◆ **Exercise**: Reproduce, word for word, the part of the Snap layoffs report that runs from "LONDON: The parent" up to and including "with earlier projections.".

◆ **Reading text**:

━━━━━━━━━━━━━━━━━━━━

LONDON: The parent company of social media platform Snapchat said Wednesday that it is letting go of 20 percent of its staff as it reorganizes and tries to reduce costs in the face of declining ad sales.
In a letter to staff posted on Snap Inc.’s website, CEO Evan Spiegel said sales were not keeping up with earlier projections.
“Unfortunately, given our current lower rate of revenue growth, it has become clear that we must reduce our cost structure to avoid incurring significant ongoing losses,” Spiegel wrote.
Spiegel said Snap was restructuring its business to focus on community growth, revenue growth and augmented reality. Anything that doesn’t contribute to those three areas “will be discontinued or receive substantially reduced investment,” Spiegel said.
Last fall, Snap said its ad sales were being hurt by a privacy crackdown that rolled out on Apple’s iPhones, which raised investor fears about the app’s potential for growth. Most social media platforms rely heavily on advertising revenue, one reason that Facebook has been an outspoken critic of Apple’s recent changes to privacy controls.
Since Snap posted its first-ever profitable quarter in the last quarter of 2021, there has been little good news from the company.

━━━━━━━━━━━━━━━━━━━━

◆ **Data extract**:
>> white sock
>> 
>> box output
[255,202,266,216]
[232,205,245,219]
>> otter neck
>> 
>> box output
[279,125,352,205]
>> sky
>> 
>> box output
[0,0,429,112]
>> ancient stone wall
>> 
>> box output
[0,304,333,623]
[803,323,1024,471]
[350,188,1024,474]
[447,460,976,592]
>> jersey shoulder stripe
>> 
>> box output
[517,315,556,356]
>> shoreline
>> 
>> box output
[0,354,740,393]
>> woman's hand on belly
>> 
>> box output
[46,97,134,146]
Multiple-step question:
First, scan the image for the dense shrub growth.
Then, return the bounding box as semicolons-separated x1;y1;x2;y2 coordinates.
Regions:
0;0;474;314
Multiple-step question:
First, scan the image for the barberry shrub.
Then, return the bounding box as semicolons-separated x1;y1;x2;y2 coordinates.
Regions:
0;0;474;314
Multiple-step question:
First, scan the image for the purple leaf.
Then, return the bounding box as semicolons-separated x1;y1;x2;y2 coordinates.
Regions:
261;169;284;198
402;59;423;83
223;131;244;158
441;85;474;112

━━━━━━━━━━━━━━━━━━━━

◆ **Exercise output**:
LONDON: The parent company of social media platform Snapchat said Wednesday that it is letting go of 20 percent of its staff as it reorganizes and tries to reduce costs in the face of declining ad sales.
In a letter to staff posted on Snap Inc.’s website, CEO Evan Spiegel said sales were not keeping up with earlier projections.